_PROBLEM TO SOLVE_
Among the lines below, count those with "shovel". Give the total alone.

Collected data
^^^^^^^^
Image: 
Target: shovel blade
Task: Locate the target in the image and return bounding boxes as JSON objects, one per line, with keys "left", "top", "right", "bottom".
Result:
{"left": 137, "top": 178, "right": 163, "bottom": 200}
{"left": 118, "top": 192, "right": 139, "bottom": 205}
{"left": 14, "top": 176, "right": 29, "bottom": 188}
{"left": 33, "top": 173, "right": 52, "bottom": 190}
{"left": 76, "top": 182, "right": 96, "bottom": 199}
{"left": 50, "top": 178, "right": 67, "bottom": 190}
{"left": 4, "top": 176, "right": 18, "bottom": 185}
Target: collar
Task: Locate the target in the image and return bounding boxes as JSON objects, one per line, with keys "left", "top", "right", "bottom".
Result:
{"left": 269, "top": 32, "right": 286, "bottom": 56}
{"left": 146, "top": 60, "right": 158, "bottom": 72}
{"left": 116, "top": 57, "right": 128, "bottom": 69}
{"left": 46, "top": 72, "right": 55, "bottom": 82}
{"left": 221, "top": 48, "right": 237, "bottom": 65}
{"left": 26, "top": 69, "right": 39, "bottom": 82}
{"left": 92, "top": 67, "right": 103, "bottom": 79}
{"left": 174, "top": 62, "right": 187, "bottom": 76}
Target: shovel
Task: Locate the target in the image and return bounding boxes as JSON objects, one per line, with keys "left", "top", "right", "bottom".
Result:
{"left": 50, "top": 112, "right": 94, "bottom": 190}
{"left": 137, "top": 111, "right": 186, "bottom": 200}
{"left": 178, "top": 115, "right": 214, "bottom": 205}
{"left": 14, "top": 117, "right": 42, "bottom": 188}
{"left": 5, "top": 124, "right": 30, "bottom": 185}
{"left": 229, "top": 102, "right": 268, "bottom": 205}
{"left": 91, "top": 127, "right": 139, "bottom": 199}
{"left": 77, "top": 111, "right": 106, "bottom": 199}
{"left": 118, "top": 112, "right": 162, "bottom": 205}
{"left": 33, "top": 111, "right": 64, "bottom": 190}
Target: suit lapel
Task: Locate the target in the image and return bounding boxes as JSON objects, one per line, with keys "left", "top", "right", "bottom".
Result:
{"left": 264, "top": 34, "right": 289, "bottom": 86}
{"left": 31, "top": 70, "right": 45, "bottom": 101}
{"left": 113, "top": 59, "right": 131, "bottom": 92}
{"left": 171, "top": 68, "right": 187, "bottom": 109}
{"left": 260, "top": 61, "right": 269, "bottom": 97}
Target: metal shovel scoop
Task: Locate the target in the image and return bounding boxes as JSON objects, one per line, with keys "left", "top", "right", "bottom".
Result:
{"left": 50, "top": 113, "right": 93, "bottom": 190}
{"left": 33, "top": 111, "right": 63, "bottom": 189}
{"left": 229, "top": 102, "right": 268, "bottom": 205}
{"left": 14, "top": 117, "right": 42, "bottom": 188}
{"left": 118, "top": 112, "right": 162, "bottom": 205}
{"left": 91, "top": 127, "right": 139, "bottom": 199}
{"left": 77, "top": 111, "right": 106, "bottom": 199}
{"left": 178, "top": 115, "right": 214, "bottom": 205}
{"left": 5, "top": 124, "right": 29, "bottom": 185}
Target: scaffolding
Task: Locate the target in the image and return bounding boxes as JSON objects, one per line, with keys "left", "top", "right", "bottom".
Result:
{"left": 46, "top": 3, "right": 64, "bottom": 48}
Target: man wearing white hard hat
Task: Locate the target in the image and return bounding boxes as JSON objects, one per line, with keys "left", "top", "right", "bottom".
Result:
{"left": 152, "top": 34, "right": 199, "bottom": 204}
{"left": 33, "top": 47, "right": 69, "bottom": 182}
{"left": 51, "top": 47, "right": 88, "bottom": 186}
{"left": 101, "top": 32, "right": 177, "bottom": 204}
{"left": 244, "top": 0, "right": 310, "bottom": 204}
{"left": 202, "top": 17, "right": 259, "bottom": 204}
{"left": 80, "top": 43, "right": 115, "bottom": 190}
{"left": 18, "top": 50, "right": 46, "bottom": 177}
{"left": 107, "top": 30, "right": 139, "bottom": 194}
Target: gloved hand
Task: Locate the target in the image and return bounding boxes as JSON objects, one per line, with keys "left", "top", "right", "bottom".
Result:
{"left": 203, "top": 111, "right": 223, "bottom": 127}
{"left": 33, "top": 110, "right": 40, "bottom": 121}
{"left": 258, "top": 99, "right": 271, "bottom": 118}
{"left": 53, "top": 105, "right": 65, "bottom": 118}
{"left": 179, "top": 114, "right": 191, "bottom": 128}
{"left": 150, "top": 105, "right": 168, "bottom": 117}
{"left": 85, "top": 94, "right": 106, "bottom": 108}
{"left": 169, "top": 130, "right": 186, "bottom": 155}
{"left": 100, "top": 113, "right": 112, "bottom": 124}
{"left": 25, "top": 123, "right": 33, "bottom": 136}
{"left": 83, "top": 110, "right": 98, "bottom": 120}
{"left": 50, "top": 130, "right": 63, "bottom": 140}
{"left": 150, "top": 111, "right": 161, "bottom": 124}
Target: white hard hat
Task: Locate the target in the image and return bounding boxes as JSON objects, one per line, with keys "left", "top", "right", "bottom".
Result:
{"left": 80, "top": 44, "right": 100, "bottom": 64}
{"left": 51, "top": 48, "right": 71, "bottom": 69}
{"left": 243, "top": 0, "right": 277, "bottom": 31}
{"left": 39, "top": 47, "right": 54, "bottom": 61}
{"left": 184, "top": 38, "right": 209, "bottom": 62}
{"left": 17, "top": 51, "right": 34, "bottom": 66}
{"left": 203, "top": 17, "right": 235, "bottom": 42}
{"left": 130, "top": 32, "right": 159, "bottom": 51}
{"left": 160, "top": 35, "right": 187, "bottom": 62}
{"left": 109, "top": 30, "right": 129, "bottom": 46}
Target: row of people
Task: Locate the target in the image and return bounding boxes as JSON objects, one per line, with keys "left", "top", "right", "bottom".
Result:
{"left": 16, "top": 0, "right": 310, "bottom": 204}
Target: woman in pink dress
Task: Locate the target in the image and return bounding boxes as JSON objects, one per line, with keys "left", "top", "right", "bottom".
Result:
^^^^^^^^
_OUTPUT OF THE EXERCISE_
3